**Aim of the task**: Without the images, repeat every line of the listing verbatim.

**Task material**:
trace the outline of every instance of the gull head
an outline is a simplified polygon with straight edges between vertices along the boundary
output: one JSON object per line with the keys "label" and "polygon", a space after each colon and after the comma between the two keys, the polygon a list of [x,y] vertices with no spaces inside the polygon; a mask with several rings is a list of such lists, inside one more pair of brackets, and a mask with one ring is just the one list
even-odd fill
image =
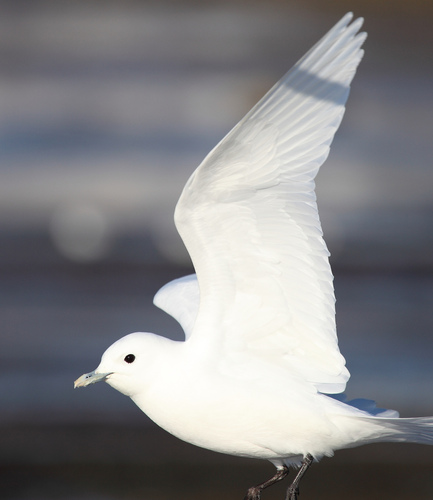
{"label": "gull head", "polygon": [[74,382],[74,388],[105,381],[114,389],[133,396],[143,389],[146,372],[153,359],[153,333],[131,333],[112,344],[102,355],[99,366],[84,373]]}

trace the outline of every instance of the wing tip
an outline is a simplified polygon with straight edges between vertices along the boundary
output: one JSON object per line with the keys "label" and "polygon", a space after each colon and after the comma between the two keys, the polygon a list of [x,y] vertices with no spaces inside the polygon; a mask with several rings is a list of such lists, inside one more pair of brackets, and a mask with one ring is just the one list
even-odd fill
{"label": "wing tip", "polygon": [[350,23],[350,21],[353,19],[353,12],[349,10],[349,12],[346,12],[344,16],[341,18],[340,23],[345,24],[346,26]]}
{"label": "wing tip", "polygon": [[[353,20],[353,22],[351,22]],[[353,36],[361,36],[365,39],[367,34],[365,32],[361,32],[361,28],[364,25],[365,19],[360,16],[354,19],[353,12],[348,12],[345,14],[340,21],[334,26],[331,31],[338,30],[340,34],[345,31],[349,31]]]}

**Exercise result**:
trace the outline of every instance of the gull head
an outline is a simplified polygon with straight edges between vertices along the boundary
output: one JSON object per line with the keys "label" and "polygon", a space after each colon and after the comma between the two keys, the polygon a list of [x,y] vertices with no spaces inside the polygon; a mask with several rings is a list of such lists, inside one more pair of brackets, and a mask with one ring is just the one list
even-odd fill
image =
{"label": "gull head", "polygon": [[74,382],[74,388],[105,381],[114,389],[133,396],[143,389],[146,372],[153,359],[153,333],[131,333],[112,344],[102,355],[99,366],[84,373]]}

trace the outline of every instance of the wing tip
an outline is a simplified polygon with straight edges between vertices along the boundary
output: one JSON object per line with the keys "label" and "polygon", a space after each colon and after the comma between the two keys, the polygon a list of [x,y] vertices with no spaces inside the polygon; a mask with several rings is a list of such lists, inside one more pair of brackets, and a mask with one ring is just the one list
even-odd fill
{"label": "wing tip", "polygon": [[350,23],[350,21],[353,19],[353,12],[349,10],[349,12],[346,12],[344,16],[341,18],[340,23],[345,24],[346,26]]}
{"label": "wing tip", "polygon": [[[353,20],[353,22],[351,22]],[[353,36],[361,36],[365,39],[367,34],[365,32],[361,32],[361,28],[364,25],[365,19],[360,16],[354,19],[353,12],[348,12],[345,14],[340,21],[334,26],[331,31],[338,30],[340,34],[345,31],[349,31]]]}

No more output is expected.